+++ EXERCISE MATERIAL

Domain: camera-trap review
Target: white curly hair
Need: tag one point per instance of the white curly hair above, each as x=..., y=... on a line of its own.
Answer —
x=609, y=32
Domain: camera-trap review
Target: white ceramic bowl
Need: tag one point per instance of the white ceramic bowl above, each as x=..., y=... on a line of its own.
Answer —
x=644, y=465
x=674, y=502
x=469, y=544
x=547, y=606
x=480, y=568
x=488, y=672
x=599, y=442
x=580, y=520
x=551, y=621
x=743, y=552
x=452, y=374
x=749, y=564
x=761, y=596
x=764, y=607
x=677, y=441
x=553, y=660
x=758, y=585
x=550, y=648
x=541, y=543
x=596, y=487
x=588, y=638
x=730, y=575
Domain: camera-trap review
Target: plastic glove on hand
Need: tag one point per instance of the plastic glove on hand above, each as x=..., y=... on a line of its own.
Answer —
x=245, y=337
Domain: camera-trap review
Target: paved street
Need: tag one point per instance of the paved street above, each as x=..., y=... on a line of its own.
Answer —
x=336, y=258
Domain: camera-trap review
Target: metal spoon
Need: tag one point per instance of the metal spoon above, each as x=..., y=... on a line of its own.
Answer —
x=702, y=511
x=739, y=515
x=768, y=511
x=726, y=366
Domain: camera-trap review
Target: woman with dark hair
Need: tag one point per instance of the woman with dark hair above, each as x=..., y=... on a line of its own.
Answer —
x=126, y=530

++++++

→ **GIVEN PROBLEM**:
Format every one of the records above as a two-column CSV with the header columns "input" and "output". Give one row per record: put its text under "input" and its answer under "output", each in a single quoted field with line breaks replaced by spaces.

→ **TASK SOLUTION**:
input,output
"Domain: camera-trap review Target: white curly hair Need: tag one point per instance of the white curly hair above, each as x=..., y=... on a line of its own. Answer —","x=609, y=32"
"Domain: camera-trap review Target: white ceramic bowl Need: tag one point per instance of the white ceramic bowl above, each as x=..., y=... on a line of its own. Answer —","x=644, y=465 x=674, y=502 x=469, y=544 x=547, y=606 x=480, y=568 x=488, y=672 x=599, y=442 x=580, y=520 x=551, y=621 x=743, y=552 x=452, y=374 x=749, y=564 x=761, y=596 x=764, y=607 x=677, y=441 x=553, y=660 x=758, y=585 x=550, y=648 x=541, y=543 x=596, y=487 x=588, y=638 x=730, y=575"
"Domain: camera-trap review Target: plastic glove on hand Need: tag one point per instance of the plastic glove on hand above, each as x=..., y=... on a line of its own. Answer —","x=245, y=337"
"Domain: camera-trap review Target: paved street Need: tag one point per instance of the paved street above, each as x=..., y=... on a line of its own. Answer —","x=336, y=258"
"Domain: camera-trap review Target: metal spoon Need: tag one point per instance of the metal spoon above, each as x=..., y=... on a line of its own. Answer —","x=702, y=511 x=739, y=515 x=768, y=511 x=726, y=366"
"Domain: camera-trap review Target: woman with dark hair Need: tag one point per instance of the woman with dark hair above, each as x=..., y=... on a line of its own. Answer —","x=126, y=530"